Point annotation records:
◇ ◇ ◇ ◇ ◇
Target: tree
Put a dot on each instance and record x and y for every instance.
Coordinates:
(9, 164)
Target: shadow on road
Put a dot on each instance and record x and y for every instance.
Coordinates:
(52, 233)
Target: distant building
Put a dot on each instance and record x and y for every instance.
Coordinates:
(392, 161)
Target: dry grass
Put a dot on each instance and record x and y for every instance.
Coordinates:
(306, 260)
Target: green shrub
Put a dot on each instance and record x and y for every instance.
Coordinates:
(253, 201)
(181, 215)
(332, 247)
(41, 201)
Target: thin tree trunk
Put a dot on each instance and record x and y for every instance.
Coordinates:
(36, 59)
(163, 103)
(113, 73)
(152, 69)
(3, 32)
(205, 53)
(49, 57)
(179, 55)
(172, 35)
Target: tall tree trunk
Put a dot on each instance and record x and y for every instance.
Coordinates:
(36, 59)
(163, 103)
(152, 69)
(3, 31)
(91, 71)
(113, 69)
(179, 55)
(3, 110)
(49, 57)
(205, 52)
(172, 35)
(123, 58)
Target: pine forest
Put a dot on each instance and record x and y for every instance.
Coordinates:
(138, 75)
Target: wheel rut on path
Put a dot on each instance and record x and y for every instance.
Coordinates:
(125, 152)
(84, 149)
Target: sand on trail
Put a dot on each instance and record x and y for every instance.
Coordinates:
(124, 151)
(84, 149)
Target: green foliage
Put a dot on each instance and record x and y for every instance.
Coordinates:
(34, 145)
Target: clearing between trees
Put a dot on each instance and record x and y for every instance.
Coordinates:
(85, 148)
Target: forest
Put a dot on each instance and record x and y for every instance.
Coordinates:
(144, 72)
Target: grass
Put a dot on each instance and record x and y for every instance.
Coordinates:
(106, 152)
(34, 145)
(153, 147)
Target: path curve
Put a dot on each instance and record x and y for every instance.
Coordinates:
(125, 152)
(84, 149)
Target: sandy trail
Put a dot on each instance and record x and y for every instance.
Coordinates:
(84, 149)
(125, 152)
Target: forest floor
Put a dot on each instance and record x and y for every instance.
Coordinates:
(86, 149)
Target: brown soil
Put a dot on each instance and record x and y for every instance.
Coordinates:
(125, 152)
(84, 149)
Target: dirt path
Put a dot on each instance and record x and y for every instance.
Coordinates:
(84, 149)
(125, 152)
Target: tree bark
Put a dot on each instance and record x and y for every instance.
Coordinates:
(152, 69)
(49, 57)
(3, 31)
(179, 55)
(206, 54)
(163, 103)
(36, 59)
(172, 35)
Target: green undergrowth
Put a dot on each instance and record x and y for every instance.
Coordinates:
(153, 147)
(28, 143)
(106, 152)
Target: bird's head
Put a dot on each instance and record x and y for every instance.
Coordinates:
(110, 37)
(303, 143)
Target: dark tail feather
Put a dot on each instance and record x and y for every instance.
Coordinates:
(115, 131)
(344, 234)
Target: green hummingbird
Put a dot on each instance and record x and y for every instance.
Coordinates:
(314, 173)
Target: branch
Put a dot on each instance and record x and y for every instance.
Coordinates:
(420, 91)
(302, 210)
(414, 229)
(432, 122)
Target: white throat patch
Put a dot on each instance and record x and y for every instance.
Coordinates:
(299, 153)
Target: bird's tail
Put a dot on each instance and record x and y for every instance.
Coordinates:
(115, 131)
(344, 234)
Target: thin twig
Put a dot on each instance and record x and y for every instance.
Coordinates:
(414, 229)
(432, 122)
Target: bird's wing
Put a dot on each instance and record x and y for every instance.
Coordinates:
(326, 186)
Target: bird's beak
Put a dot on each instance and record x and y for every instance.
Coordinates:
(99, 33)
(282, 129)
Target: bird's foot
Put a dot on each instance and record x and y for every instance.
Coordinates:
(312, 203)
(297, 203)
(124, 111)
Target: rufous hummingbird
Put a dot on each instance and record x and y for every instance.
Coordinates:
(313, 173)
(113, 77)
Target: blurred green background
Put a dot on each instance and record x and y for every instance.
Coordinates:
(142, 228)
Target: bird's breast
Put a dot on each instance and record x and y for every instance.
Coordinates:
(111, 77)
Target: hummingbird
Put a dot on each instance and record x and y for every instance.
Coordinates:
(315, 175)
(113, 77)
◇ ◇ ◇ ◇ ◇
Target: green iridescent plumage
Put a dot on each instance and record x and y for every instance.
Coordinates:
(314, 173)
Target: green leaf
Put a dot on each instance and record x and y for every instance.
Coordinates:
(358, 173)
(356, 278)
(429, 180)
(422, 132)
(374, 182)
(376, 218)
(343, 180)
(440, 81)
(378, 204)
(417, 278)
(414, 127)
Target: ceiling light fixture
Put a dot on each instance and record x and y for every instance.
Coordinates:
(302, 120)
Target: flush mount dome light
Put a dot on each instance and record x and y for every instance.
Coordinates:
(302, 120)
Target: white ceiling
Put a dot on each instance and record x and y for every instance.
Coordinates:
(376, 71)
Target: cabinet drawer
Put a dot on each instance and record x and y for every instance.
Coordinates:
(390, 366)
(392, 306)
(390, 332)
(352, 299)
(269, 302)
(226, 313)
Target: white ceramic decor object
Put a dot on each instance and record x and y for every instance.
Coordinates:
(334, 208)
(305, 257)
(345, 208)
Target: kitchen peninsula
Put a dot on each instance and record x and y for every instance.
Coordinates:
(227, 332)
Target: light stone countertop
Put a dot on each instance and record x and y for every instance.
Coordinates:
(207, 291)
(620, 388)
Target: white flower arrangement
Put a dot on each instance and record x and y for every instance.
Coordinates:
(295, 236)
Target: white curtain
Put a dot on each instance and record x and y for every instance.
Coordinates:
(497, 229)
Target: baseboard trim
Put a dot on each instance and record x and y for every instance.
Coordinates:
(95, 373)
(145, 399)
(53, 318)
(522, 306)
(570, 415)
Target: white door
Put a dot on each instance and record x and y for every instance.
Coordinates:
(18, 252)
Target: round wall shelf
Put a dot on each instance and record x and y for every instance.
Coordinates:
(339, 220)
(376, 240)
◇ ◇ ◇ ◇ ◇
◆ TASK PROMPT: Find every line in the rows above that contains the string "trail" and copy each one. Match case exactly.

◆ ANSWER FOR THIS EXERCISE:
Target: sand on trail
Target: sandy trail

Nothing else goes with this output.